■ Photo object pointing records ■
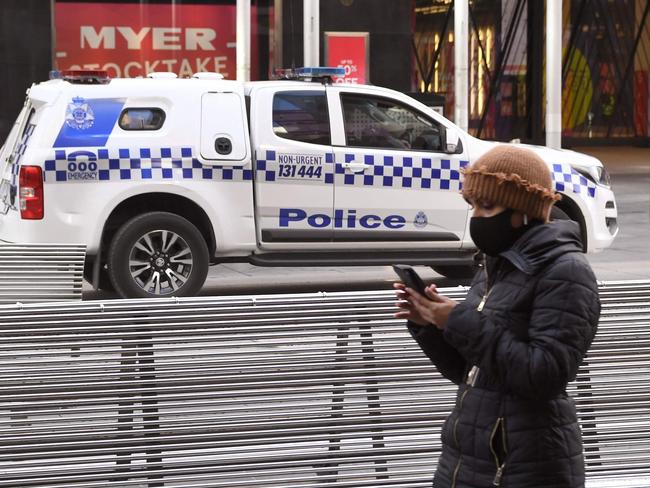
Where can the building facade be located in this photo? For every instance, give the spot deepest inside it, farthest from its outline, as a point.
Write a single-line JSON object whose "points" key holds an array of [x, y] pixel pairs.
{"points": [[407, 45]]}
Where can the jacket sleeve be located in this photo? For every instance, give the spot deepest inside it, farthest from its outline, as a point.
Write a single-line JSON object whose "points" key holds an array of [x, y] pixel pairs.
{"points": [[447, 360], [563, 322]]}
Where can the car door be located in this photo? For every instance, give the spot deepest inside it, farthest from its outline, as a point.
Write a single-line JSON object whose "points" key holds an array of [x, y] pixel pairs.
{"points": [[294, 191], [394, 183]]}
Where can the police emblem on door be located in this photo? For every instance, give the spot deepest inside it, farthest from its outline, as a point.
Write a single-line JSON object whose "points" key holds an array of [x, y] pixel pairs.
{"points": [[420, 220], [79, 115]]}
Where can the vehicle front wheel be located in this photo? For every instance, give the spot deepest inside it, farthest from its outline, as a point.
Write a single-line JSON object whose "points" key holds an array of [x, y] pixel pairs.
{"points": [[158, 254]]}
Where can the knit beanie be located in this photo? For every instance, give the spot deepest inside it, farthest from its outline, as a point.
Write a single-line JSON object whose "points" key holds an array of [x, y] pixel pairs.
{"points": [[513, 177]]}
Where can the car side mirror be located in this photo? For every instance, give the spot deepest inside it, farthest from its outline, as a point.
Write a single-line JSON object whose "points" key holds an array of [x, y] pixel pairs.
{"points": [[451, 140]]}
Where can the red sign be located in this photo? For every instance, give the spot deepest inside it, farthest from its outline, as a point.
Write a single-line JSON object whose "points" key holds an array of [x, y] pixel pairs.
{"points": [[129, 40], [348, 50]]}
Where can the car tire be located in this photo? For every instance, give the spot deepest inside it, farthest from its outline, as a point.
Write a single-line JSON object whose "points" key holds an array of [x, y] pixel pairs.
{"points": [[158, 254]]}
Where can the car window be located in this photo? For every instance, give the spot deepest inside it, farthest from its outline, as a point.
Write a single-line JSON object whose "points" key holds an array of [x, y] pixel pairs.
{"points": [[382, 123], [301, 116], [135, 118]]}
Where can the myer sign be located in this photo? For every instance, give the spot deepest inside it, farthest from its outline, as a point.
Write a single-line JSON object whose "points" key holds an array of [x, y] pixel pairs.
{"points": [[135, 39]]}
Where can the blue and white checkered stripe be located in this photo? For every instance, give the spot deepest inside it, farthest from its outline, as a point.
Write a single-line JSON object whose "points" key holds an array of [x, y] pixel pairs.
{"points": [[166, 163], [567, 179], [383, 171], [404, 172], [19, 152]]}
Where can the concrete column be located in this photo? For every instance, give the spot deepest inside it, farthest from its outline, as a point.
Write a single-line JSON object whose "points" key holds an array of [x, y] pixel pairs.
{"points": [[554, 73], [311, 32], [243, 40], [461, 62]]}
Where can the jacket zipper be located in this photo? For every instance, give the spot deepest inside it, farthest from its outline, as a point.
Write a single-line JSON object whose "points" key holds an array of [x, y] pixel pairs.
{"points": [[500, 424], [457, 468], [488, 288]]}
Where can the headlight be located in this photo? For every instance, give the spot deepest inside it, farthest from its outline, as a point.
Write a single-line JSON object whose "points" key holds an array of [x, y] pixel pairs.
{"points": [[597, 174]]}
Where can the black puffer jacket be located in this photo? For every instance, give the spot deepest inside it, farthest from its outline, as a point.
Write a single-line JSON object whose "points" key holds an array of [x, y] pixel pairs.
{"points": [[515, 426]]}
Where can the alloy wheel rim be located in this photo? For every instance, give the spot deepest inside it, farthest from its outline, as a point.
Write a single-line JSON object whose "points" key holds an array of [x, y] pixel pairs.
{"points": [[160, 262]]}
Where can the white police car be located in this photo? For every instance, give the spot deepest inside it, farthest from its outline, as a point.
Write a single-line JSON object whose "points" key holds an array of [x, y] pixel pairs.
{"points": [[160, 176]]}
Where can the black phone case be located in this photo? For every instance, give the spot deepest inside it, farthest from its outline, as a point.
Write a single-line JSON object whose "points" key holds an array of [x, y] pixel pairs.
{"points": [[409, 277]]}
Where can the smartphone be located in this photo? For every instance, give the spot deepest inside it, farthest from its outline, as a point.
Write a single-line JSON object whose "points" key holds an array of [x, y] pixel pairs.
{"points": [[410, 278]]}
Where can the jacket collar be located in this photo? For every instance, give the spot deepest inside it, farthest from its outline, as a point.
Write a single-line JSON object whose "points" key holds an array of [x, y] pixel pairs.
{"points": [[542, 244]]}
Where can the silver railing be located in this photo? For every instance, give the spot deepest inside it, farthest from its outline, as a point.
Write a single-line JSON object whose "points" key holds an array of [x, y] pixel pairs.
{"points": [[41, 272], [292, 391]]}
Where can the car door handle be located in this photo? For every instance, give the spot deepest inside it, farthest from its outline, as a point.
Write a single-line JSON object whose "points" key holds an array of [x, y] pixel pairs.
{"points": [[355, 167]]}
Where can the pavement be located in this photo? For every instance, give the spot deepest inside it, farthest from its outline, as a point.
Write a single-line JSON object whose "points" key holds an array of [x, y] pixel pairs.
{"points": [[625, 260]]}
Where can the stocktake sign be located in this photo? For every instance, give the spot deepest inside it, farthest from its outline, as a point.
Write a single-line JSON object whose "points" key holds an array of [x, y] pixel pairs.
{"points": [[129, 40]]}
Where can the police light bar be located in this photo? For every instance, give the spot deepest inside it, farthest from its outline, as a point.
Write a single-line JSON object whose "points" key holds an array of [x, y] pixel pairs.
{"points": [[309, 73], [81, 76]]}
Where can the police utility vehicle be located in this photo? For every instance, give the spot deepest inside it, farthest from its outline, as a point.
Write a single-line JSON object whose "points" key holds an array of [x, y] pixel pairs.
{"points": [[160, 177]]}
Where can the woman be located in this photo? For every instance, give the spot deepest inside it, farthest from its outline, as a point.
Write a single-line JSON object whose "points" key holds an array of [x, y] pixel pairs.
{"points": [[517, 339]]}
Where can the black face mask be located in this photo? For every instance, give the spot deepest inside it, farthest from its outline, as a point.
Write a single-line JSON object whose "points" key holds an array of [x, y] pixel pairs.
{"points": [[495, 234]]}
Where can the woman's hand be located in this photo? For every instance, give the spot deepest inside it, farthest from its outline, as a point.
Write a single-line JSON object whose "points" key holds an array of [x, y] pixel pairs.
{"points": [[432, 308]]}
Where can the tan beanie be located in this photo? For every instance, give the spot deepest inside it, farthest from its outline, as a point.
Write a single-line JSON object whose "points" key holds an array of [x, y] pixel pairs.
{"points": [[514, 177]]}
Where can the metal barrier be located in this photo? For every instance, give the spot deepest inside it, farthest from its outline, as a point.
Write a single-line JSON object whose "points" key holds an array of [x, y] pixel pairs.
{"points": [[271, 391], [41, 272]]}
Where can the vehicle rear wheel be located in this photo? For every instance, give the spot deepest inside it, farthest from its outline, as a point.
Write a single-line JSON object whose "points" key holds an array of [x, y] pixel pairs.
{"points": [[158, 254]]}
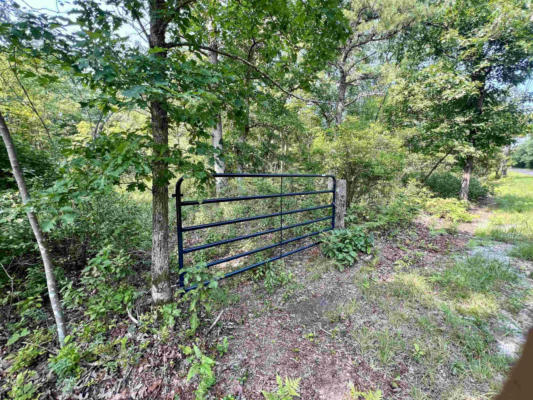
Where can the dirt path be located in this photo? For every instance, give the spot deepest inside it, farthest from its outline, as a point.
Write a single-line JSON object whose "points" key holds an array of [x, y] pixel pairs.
{"points": [[372, 327]]}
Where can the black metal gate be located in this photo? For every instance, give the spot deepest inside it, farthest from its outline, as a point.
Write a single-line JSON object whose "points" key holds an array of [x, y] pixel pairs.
{"points": [[183, 229]]}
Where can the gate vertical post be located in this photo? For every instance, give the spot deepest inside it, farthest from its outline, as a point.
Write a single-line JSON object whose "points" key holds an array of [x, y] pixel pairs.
{"points": [[339, 208], [179, 227]]}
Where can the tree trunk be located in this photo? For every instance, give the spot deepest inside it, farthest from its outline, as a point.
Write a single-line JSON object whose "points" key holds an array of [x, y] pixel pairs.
{"points": [[341, 97], [216, 135], [48, 267], [505, 162], [467, 173], [160, 287]]}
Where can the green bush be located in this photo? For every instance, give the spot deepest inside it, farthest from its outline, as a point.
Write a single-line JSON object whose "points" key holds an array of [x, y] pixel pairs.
{"points": [[102, 290], [343, 245], [453, 210], [66, 364], [448, 185], [400, 210], [523, 154]]}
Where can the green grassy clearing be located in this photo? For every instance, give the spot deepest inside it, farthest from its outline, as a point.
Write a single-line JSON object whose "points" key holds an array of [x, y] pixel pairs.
{"points": [[512, 220]]}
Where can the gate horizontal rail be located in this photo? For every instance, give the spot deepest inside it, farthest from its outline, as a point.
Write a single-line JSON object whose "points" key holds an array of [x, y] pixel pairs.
{"points": [[181, 229]]}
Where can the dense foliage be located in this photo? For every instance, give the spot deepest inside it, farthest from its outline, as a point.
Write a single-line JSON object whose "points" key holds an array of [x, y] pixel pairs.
{"points": [[109, 102], [523, 154]]}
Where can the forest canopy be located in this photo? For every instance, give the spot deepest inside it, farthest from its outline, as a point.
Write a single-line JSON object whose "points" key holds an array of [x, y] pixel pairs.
{"points": [[104, 104]]}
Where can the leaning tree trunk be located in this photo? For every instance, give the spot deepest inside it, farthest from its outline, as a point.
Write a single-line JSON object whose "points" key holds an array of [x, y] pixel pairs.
{"points": [[467, 173], [48, 266], [160, 287], [216, 135], [505, 161], [341, 97]]}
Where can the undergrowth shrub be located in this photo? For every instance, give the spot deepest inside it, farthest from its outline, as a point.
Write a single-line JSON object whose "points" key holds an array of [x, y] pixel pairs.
{"points": [[450, 209], [66, 364], [398, 210], [448, 185], [102, 290], [344, 245]]}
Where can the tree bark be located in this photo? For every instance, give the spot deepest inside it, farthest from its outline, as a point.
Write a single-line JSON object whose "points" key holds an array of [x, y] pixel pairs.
{"points": [[341, 97], [467, 173], [160, 286], [216, 135], [505, 161], [36, 228]]}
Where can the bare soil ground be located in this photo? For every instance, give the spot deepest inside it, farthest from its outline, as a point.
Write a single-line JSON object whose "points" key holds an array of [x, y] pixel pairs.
{"points": [[338, 329]]}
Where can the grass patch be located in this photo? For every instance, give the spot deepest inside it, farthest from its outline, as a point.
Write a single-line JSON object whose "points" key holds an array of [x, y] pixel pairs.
{"points": [[523, 251], [512, 220], [477, 274]]}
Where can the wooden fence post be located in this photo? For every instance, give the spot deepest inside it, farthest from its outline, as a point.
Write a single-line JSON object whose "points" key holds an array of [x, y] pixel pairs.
{"points": [[340, 203]]}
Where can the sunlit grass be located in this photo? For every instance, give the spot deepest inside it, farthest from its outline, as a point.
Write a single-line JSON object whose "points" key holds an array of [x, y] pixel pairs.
{"points": [[523, 250], [512, 219]]}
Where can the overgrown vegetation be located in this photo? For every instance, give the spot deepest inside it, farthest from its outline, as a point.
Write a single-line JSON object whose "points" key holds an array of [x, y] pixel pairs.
{"points": [[105, 104]]}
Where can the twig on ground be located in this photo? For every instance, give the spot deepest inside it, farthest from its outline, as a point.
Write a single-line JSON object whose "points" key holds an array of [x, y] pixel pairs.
{"points": [[215, 321], [132, 318]]}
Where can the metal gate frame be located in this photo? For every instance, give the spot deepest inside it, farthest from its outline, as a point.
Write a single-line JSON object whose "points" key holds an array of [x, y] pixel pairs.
{"points": [[181, 229]]}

■ WHAT THE TASK REQUIRES ■
Transcribe the lines above word for word, from the line containing "Where can the sunlit" through the final line.

■ SOLUTION FOR THIS TASK ■
Where can the sunlit grass be located in this photo? For every instance, give the spot deepest inside it, farthest from its outline, as a point.
Write a single-line JSON object whose "points" key holds an array of [x, y] pixel pairs.
{"points": [[523, 250], [512, 219]]}
Where can the overgrown vegetation be located in this photo? For every instance, give the spot deepest inside it, farthest from its outline, as a point.
Write a single-line JSON object whose "points" key holds an array of [x, y] pixel pairs.
{"points": [[105, 104]]}
Where can the twig on ground be located in this photo? For every instance, give the spot deepest inside it, farthest from its outline, as a point.
Write a single-line JSON object whose "points" key holds an array of [x, y] pixel pairs.
{"points": [[215, 321], [132, 318]]}
Where can the metal gate frame be located in this photo? For every instance, give the spot deepest inside it, farthest from its outline, as a point.
Write a single-line JSON object whose "points" key holds an array of [x, y] pixel pairs.
{"points": [[181, 229]]}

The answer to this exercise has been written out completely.